INPUT RECORDS>
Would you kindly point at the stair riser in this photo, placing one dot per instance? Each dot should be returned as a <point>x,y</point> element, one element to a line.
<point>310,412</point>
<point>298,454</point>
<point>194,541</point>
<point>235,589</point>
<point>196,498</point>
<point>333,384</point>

EXERCISE BRIEF>
Rewrite all the records line by line, requests included, shifting every x and y coordinate in the answers by -94.

WRITTEN SOLUTION>
Would you kindly point at the stair riser in this photo, placing one dot per instance? Each dot should be returned as a <point>x,y</point> element, one element to a line.
<point>216,318</point>
<point>204,360</point>
<point>100,447</point>
<point>141,495</point>
<point>102,404</point>
<point>239,290</point>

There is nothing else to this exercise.